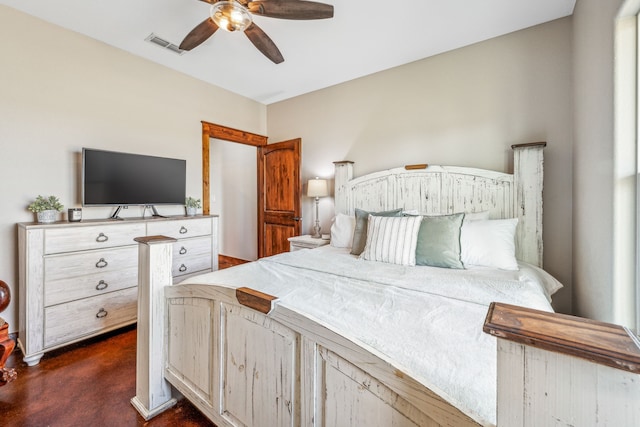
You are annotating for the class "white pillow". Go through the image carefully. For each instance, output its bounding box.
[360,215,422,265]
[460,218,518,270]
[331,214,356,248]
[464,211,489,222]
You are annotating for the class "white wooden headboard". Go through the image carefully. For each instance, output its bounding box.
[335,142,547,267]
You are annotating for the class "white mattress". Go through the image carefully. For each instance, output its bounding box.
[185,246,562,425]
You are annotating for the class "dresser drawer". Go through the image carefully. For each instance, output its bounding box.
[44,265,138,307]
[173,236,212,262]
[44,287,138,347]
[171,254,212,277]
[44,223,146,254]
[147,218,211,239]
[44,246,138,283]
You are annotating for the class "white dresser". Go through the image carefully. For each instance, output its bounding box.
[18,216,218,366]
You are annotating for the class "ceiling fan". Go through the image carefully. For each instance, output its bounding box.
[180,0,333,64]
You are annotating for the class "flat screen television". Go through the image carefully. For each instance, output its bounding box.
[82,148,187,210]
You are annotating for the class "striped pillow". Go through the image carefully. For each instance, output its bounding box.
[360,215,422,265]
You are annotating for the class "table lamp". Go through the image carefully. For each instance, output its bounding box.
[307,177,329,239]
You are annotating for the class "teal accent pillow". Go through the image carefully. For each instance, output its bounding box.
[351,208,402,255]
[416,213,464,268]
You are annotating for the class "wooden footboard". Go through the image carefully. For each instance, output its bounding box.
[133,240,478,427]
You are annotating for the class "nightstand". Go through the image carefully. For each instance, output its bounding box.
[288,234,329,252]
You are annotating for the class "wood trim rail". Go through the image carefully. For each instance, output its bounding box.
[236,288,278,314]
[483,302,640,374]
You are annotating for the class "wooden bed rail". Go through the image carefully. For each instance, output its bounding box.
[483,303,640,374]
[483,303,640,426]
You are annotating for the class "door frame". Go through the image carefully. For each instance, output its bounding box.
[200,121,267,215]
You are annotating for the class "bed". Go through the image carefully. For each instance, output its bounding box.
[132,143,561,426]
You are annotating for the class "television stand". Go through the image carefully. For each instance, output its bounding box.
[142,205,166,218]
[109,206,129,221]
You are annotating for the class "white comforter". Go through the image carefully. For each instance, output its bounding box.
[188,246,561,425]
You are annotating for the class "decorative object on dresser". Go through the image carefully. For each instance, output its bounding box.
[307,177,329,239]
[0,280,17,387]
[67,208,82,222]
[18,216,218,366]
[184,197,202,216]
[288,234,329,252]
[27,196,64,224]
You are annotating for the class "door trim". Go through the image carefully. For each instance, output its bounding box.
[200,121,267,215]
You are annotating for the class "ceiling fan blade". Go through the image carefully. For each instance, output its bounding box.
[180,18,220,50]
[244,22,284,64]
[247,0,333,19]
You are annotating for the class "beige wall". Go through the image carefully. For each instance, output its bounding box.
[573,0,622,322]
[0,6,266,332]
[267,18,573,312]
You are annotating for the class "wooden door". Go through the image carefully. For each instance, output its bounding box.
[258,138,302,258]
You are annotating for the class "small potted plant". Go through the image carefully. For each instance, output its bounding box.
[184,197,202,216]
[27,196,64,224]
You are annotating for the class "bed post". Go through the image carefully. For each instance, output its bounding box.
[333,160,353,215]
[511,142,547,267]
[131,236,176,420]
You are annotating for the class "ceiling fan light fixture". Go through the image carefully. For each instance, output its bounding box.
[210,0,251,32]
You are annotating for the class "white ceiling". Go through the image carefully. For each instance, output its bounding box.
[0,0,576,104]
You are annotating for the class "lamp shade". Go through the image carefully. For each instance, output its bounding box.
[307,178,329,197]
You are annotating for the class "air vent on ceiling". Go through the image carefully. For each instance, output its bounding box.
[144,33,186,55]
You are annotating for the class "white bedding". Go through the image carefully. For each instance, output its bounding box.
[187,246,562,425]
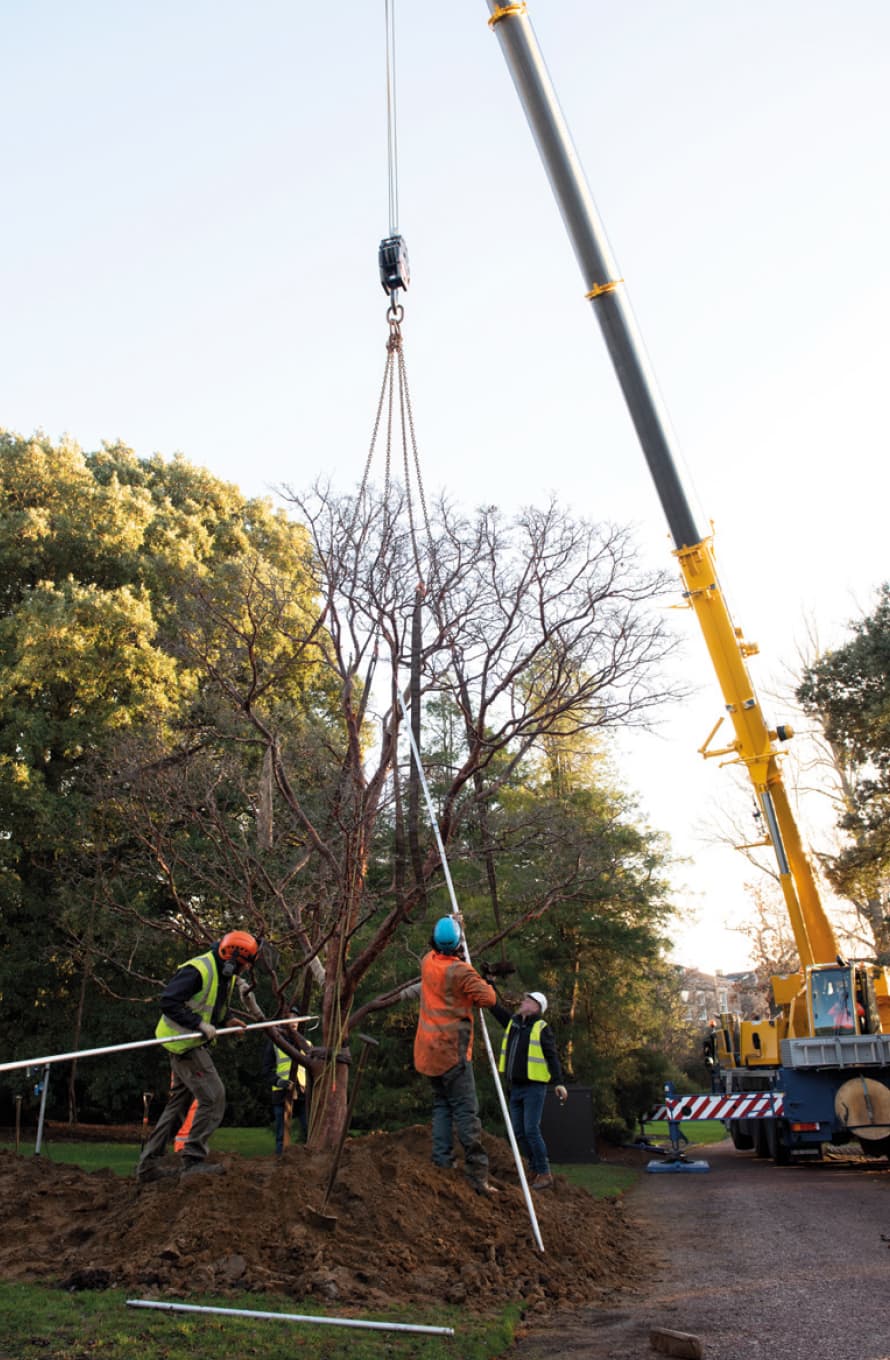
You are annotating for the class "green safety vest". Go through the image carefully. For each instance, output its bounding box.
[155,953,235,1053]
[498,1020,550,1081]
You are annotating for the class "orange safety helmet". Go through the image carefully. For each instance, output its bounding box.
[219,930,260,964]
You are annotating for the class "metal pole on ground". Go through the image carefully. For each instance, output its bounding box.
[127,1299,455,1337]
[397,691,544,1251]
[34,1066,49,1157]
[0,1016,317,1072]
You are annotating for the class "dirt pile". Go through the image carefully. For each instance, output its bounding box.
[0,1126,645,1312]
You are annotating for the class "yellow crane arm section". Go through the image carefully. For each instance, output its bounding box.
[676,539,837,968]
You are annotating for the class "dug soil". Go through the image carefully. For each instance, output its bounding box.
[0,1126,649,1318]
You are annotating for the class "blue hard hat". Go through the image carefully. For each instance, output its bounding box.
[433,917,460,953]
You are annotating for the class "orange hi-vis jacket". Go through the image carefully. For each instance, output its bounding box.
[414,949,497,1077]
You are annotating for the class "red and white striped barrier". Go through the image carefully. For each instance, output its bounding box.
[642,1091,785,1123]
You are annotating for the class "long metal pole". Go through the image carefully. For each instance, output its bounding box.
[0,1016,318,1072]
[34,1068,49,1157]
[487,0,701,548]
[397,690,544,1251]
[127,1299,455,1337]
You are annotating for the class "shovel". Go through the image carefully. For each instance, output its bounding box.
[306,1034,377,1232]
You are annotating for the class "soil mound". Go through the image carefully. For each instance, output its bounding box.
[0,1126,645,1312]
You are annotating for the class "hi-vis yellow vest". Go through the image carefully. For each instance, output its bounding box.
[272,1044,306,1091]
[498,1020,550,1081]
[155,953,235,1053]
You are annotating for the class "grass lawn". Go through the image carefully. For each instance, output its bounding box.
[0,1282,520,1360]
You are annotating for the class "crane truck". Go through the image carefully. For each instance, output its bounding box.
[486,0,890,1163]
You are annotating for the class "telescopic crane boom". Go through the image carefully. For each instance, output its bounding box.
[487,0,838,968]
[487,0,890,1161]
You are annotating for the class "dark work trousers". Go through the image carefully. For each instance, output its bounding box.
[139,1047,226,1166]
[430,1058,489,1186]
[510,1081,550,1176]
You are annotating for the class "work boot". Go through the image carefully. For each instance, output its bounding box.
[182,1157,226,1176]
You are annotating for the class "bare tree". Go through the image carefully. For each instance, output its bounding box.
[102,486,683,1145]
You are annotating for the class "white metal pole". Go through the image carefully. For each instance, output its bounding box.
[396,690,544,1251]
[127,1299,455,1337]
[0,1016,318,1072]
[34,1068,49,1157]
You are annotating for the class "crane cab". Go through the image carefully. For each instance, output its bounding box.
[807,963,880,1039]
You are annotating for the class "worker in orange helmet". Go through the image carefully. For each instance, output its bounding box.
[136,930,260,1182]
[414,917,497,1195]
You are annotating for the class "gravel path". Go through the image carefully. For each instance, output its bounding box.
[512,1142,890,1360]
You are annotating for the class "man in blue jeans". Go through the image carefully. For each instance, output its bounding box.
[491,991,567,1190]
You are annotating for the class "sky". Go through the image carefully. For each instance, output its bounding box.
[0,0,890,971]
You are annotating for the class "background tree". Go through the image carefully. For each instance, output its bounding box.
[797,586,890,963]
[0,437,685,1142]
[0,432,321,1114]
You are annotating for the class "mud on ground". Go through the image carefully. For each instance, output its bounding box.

##########

-- EXERCISE GOAL --
Pull out every line above that contains the string "safety", treating the match as case-sensitive.

-- OUTPUT BELOW --
You are annotating for the class "green safety vest". Go through the image carefully. For each instance, output its bounding box.
You are annotating for the class "orange safety helmet". Go through the image carefully. For each instance, output its bounding box.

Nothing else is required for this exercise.